- SELECTED PASSAGE
********

- Sputnik International
World
Get the latest news from around the world, live coverage, off-beat stories, features and analysis.

Russia proposes bird flu vaccine cooperation with Southeast Asia

Subscribe
NUSA DUA (Indonesia), March 27 (RIA Novosti) - Russia is ready to cooperate with Southeast Asia in producing bird flu vaccines, officials from the country's leading vaccine company said at an international bird flu summit that opened on Bali Thursday.

The 6th International Bird Flu Summit aims to gather the world's leading specialists in the field to discuss the latest progress and methods in the fight against the disease and threat of a potential global pandemic.

"We have developed two [bird flu] vaccines, one is being registered and the other is currently being tested," said Igor Krasilnikov, a senior R&D specialist at the Moscow-based Mikrogen company said.

********

Region pointing data
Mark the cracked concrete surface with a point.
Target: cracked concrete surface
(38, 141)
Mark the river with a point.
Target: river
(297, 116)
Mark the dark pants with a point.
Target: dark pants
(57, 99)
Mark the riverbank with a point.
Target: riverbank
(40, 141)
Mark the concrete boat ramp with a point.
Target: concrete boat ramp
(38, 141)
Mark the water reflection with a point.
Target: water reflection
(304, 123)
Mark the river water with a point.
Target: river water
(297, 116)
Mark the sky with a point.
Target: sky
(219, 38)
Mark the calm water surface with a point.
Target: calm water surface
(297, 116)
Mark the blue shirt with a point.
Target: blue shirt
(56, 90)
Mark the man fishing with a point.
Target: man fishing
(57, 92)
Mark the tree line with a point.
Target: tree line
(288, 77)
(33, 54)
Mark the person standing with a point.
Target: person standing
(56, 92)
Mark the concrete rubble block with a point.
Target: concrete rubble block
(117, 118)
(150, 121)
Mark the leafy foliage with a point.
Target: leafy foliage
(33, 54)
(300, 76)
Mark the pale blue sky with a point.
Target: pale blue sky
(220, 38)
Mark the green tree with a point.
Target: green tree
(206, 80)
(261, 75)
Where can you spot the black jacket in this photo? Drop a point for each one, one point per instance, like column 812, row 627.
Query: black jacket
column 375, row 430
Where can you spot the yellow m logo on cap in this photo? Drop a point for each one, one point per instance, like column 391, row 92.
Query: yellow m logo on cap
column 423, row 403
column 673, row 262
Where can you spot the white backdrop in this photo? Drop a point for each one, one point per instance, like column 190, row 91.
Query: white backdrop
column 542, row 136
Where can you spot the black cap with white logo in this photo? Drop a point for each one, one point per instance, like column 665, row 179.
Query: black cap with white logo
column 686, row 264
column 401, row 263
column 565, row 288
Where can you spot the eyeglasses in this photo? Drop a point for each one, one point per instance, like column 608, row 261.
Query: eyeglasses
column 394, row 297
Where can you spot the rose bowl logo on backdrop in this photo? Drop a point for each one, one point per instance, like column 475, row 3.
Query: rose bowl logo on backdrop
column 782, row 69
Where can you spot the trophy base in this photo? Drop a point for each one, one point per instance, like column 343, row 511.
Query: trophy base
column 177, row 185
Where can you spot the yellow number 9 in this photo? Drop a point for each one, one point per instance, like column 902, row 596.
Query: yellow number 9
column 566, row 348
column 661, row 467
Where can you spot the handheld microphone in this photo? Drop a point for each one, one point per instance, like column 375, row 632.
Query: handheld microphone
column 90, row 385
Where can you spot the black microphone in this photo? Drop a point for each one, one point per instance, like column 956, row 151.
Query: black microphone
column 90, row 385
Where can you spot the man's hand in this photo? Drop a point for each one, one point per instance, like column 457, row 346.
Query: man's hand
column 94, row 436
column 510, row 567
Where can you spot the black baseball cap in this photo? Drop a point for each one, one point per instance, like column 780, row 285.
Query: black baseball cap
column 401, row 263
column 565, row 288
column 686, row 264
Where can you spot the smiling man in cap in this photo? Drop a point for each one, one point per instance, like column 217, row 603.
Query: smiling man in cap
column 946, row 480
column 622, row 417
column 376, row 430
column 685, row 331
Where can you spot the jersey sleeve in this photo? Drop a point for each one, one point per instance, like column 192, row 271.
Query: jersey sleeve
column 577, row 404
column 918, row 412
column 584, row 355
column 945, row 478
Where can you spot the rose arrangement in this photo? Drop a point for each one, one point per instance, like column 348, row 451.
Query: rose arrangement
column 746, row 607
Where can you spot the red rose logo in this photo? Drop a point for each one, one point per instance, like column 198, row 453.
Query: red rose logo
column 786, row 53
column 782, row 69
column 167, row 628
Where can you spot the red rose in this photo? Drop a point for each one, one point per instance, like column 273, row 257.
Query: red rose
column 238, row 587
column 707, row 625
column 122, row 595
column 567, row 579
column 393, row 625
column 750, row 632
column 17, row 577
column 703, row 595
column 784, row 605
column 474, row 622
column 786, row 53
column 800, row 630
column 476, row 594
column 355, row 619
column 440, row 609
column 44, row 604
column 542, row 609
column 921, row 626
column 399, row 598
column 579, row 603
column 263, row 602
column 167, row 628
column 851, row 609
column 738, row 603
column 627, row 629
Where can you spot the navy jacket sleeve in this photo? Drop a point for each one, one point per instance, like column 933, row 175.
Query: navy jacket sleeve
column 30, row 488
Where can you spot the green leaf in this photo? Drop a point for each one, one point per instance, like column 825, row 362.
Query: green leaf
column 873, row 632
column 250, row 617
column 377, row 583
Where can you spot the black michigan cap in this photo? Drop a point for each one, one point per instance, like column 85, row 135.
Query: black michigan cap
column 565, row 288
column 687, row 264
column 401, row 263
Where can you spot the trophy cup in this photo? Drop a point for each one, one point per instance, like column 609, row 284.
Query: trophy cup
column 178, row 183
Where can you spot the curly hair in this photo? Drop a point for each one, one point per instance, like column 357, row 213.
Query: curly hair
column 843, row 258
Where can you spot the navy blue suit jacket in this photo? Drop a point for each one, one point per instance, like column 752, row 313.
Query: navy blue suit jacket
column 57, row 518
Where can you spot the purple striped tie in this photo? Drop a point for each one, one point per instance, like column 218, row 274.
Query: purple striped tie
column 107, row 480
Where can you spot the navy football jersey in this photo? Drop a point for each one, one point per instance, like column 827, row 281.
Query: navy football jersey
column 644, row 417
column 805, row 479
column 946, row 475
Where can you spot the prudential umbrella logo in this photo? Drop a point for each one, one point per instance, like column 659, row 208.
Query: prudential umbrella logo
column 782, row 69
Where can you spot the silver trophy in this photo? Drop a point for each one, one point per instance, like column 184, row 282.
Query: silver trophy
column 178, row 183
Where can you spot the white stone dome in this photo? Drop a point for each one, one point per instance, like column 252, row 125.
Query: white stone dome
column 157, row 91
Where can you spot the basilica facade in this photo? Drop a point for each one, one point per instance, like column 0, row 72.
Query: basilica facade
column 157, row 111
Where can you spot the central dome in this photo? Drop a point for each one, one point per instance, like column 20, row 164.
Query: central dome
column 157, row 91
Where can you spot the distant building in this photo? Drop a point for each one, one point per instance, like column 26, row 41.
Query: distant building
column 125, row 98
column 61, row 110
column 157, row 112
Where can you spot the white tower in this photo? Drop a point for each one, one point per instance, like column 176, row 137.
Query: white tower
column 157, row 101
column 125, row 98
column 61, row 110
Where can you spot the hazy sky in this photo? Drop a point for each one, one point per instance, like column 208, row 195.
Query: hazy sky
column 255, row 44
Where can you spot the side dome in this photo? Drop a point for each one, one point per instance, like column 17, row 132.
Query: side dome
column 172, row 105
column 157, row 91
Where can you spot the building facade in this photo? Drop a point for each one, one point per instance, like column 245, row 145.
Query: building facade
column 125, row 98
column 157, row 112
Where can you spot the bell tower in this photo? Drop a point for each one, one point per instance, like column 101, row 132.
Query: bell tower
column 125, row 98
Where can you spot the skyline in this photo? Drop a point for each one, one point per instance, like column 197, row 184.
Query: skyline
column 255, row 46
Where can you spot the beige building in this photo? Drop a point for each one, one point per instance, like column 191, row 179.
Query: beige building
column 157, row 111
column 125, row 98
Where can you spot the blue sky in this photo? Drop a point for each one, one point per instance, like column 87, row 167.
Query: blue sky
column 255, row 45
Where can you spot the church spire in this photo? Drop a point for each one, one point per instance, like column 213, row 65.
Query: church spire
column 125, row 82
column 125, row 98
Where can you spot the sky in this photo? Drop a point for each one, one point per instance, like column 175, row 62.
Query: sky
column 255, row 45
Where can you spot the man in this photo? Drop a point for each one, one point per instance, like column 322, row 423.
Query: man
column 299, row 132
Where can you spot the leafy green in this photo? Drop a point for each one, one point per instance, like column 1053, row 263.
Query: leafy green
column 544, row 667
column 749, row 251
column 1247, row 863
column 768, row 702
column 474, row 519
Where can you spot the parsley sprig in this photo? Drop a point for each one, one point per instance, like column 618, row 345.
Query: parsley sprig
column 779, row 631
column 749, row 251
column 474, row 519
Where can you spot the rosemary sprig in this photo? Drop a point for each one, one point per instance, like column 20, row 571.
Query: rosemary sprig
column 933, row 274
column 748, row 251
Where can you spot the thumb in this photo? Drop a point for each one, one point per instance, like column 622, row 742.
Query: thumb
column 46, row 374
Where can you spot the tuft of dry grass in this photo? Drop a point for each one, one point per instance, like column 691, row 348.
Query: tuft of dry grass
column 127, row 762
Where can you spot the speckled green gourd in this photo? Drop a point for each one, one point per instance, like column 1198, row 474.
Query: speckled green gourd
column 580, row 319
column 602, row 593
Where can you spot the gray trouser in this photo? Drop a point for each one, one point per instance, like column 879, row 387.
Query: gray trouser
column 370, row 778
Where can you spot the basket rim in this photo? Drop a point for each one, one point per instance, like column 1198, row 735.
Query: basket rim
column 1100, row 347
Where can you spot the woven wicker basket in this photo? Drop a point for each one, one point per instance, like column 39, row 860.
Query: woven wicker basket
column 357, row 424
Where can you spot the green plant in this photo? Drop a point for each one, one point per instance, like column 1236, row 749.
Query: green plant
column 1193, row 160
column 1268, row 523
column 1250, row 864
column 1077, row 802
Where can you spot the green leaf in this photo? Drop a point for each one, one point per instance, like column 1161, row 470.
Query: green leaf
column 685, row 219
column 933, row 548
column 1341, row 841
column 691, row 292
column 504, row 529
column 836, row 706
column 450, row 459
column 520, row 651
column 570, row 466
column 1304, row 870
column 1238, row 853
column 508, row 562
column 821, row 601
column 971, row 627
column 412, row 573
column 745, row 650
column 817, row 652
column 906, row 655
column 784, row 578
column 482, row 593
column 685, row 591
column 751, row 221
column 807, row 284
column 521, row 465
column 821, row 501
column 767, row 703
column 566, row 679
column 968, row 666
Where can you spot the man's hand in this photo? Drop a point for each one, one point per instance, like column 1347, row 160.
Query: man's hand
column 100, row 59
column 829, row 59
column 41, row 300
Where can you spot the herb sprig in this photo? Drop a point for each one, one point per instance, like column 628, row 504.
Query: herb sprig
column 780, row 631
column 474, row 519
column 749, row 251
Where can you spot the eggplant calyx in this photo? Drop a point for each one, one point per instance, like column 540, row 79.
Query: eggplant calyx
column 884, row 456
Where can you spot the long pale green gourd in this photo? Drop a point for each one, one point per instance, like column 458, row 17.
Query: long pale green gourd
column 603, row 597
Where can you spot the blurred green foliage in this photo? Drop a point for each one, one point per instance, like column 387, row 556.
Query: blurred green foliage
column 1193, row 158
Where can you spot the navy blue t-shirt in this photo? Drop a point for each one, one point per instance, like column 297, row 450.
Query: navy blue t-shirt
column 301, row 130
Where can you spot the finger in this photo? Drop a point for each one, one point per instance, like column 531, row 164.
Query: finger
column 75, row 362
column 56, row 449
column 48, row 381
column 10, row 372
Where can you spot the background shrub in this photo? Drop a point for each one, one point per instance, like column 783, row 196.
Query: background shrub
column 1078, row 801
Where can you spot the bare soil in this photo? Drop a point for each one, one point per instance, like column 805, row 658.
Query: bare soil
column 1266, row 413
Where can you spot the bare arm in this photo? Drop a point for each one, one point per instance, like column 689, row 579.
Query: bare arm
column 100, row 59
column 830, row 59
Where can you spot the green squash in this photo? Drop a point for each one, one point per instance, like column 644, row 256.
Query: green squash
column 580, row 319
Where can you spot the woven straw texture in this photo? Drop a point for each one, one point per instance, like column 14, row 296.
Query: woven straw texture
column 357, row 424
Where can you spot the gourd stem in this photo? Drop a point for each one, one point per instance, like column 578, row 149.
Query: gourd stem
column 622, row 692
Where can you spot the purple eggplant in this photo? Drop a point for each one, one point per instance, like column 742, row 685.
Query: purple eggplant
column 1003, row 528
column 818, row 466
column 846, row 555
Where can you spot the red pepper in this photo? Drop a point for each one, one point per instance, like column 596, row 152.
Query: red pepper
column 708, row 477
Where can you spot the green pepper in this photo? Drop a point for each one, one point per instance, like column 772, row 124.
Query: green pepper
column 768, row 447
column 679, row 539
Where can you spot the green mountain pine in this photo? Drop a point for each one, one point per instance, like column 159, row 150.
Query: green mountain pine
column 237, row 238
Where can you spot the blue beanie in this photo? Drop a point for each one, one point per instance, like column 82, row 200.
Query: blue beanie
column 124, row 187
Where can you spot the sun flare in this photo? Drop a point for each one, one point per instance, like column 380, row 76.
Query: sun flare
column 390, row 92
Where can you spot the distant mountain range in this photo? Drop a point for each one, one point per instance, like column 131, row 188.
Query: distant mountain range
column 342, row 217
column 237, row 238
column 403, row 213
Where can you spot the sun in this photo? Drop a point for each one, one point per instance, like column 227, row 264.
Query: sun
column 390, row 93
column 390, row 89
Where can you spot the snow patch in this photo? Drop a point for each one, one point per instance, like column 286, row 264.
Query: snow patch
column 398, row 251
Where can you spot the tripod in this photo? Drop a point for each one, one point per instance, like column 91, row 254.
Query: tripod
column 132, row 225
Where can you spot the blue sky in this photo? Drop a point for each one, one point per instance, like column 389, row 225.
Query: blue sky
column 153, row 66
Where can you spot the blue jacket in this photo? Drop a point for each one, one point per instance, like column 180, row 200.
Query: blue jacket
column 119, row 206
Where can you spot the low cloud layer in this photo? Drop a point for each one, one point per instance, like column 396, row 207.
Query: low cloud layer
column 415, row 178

********

- PROBLEM 1
In the bird flu vaccine article, what is the name of the summit that opened on Bali?
- PROBLEM 2
Pick up the article on Russia's bird flu vaccine proposal after its final sentence and carry it on.

- TASK ANSWER 1
The 6th International Bird Flu Summit.

- TASK ANSWER 2
Mikrogen has 14 subsidiaries producing bird flu vaccines across Russia and is the country's leader in the area. The company has already signed an agreement with the World Health Organization (WHO) to produce vaccines in Indonesia, Vietnam and Thailand, where bird flu is most prevalent.

Medics in Vietnam are also currently testing a bird flu vaccine. The first clinical trial was successfully carried out in early March, when a group of volunteers was injected with the vaccine.

Further clinical trials are scheduled for early April. The vaccine will be recognized as having passed human trials when it has been tested among at least 300 people.

Meanwhile, a man with bird flu-like symptoms died at a hospital in Ho Chi Minh on Wednesday. If found positive for the virus he will be Vietnam's sixth victim this year, and the 53rd since bird flu first appeared in the country in late 2003.

However, Indonesia has the world's highest human death rate from bird flu with 105 fatalities, or one third of the global death toll.

Bayu Krisnamurthi, head of the Indonesian National Avian Influenza Committee, said earlier this week that 10 out of 12 Indonesians who had contracted bird flu in the first two months of 2008 had died.

The Indonesian Agriculture Ministry said the H5N1 virus had so far been reported in 31 out of 33 provinces. The problem is aggravated by uncontrolled domestic poultry supplies among around 6,000 inhabited islands across Indonesia.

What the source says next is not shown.